**Prompt:**
Report how many lines in the records contain the word "jacket", giving only the number.

Named object pointing entries

— Start —

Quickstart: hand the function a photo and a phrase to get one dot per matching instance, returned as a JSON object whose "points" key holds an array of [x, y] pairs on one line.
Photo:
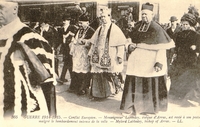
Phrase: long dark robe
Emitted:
{"points": [[185, 70], [139, 93]]}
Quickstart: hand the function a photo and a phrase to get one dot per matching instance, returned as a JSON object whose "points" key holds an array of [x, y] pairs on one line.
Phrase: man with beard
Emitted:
{"points": [[145, 89], [79, 51], [25, 65]]}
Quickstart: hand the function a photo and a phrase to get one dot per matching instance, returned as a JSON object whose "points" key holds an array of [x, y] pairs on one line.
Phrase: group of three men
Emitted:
{"points": [[26, 63]]}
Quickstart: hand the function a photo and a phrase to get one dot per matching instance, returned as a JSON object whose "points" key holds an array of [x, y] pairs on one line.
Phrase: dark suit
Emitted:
{"points": [[52, 37], [65, 50]]}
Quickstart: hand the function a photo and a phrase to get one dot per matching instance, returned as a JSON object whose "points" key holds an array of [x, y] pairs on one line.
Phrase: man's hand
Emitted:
{"points": [[119, 59]]}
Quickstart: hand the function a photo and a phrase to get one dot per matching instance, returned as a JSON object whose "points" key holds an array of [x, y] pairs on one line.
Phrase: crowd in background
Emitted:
{"points": [[95, 59]]}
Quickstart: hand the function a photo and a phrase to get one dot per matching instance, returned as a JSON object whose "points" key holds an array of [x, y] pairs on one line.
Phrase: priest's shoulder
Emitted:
{"points": [[156, 25]]}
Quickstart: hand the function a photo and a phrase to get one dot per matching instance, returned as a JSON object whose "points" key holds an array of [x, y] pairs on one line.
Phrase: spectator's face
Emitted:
{"points": [[185, 25], [83, 24], [147, 16], [173, 23], [7, 11]]}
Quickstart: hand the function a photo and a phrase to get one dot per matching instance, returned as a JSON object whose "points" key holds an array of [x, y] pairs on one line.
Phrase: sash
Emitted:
{"points": [[105, 60]]}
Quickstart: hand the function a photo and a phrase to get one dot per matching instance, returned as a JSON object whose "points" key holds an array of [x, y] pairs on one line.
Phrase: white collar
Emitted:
{"points": [[10, 29]]}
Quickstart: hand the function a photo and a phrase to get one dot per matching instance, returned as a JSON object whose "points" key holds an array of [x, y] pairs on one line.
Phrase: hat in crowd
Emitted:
{"points": [[147, 6], [83, 18], [66, 17], [190, 18], [173, 18]]}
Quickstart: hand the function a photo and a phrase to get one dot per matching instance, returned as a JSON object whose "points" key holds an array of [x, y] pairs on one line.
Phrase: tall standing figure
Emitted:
{"points": [[79, 51], [107, 55], [25, 65], [184, 71], [66, 34], [145, 88]]}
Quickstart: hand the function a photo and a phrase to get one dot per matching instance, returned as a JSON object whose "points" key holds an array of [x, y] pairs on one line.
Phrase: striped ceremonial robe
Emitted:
{"points": [[25, 64]]}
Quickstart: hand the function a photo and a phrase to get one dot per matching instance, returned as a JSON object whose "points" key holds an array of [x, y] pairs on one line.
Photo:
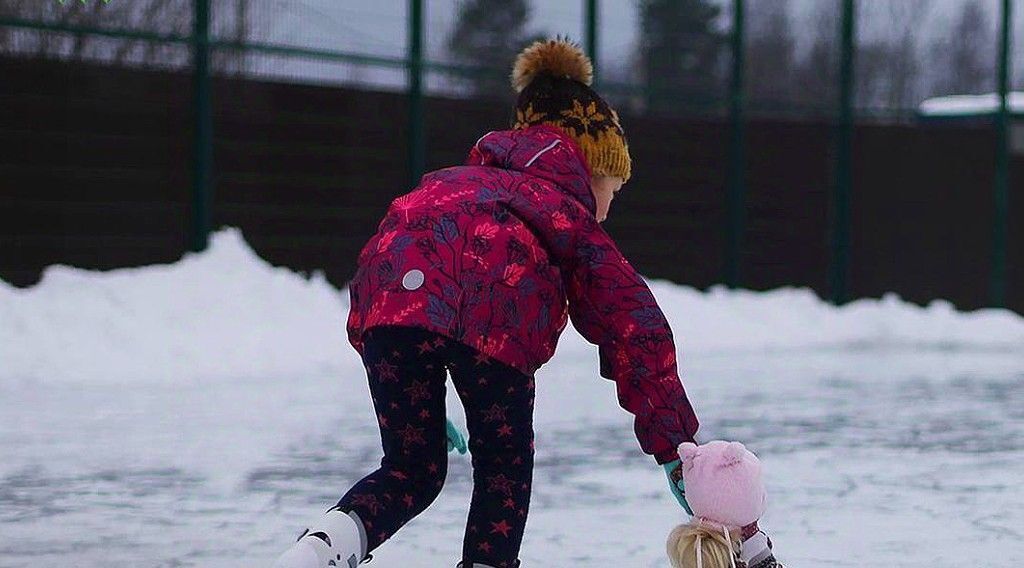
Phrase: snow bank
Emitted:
{"points": [[955, 105], [226, 313]]}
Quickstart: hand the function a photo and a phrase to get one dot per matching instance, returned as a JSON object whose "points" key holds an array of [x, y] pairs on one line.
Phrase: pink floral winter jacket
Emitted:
{"points": [[497, 253]]}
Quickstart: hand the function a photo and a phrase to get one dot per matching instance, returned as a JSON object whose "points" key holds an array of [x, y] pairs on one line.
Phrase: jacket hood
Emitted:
{"points": [[542, 151]]}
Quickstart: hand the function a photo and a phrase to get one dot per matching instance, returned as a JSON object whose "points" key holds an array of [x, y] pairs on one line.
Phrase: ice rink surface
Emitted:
{"points": [[154, 419]]}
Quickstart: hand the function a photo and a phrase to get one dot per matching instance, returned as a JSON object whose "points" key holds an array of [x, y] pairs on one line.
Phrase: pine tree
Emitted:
{"points": [[680, 52], [969, 56], [770, 55], [489, 34]]}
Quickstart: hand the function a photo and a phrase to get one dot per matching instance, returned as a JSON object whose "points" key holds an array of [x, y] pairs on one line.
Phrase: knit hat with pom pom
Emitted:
{"points": [[723, 483], [553, 80]]}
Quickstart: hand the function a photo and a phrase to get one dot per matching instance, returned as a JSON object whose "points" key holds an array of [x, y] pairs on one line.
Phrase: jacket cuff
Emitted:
{"points": [[664, 457]]}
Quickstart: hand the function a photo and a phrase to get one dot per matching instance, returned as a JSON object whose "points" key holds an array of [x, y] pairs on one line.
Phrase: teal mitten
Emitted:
{"points": [[456, 438], [674, 471]]}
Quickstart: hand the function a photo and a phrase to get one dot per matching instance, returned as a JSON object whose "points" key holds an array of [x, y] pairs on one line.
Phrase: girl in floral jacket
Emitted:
{"points": [[475, 272]]}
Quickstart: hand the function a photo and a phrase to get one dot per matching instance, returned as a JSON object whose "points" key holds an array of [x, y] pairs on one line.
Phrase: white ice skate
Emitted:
{"points": [[337, 538]]}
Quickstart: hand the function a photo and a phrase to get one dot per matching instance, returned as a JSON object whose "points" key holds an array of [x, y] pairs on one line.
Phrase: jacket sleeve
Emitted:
{"points": [[612, 307]]}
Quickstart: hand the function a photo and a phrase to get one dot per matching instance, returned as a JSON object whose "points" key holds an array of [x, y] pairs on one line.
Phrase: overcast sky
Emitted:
{"points": [[379, 27]]}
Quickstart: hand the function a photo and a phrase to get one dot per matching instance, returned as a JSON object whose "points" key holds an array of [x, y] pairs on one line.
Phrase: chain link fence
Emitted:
{"points": [[828, 60]]}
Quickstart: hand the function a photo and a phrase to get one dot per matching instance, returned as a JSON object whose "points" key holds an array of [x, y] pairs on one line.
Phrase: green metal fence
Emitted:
{"points": [[735, 100]]}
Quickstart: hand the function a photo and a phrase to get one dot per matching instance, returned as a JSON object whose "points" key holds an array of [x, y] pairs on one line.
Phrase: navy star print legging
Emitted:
{"points": [[407, 372]]}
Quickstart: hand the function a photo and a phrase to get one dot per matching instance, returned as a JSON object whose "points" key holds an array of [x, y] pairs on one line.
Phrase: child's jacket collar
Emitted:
{"points": [[542, 151]]}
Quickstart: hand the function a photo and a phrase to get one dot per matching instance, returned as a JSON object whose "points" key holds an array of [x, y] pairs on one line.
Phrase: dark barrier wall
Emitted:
{"points": [[95, 172]]}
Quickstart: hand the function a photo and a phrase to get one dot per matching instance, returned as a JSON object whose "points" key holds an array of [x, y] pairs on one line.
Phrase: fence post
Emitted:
{"points": [[590, 13], [736, 205], [203, 128], [417, 136], [1000, 226], [840, 266]]}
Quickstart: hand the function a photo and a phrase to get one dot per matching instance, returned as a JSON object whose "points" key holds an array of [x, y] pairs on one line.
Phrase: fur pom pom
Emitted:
{"points": [[557, 57], [732, 454]]}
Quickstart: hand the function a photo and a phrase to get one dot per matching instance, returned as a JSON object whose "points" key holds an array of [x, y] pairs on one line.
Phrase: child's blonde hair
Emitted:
{"points": [[697, 544]]}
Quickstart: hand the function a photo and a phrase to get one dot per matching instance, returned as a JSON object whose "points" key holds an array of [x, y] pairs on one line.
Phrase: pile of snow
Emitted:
{"points": [[227, 313], [958, 105]]}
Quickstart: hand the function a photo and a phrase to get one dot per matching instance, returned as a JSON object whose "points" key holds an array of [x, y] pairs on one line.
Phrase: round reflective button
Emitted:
{"points": [[413, 279]]}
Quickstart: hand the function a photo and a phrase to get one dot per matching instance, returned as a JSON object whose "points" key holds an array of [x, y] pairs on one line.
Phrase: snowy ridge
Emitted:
{"points": [[953, 105], [226, 313]]}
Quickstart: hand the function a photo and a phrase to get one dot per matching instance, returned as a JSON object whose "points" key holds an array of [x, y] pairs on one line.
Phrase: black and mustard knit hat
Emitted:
{"points": [[553, 80]]}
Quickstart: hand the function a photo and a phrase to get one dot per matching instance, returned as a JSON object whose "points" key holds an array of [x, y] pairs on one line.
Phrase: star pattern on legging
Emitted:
{"points": [[500, 483], [496, 412], [370, 503], [502, 528], [412, 435], [418, 391], [386, 372]]}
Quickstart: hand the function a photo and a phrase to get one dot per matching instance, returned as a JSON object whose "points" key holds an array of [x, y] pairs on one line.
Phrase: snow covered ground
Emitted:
{"points": [[198, 413]]}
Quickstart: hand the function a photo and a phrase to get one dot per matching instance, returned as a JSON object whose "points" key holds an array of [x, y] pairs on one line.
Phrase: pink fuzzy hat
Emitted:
{"points": [[723, 483]]}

— End —

**Final answer:**
6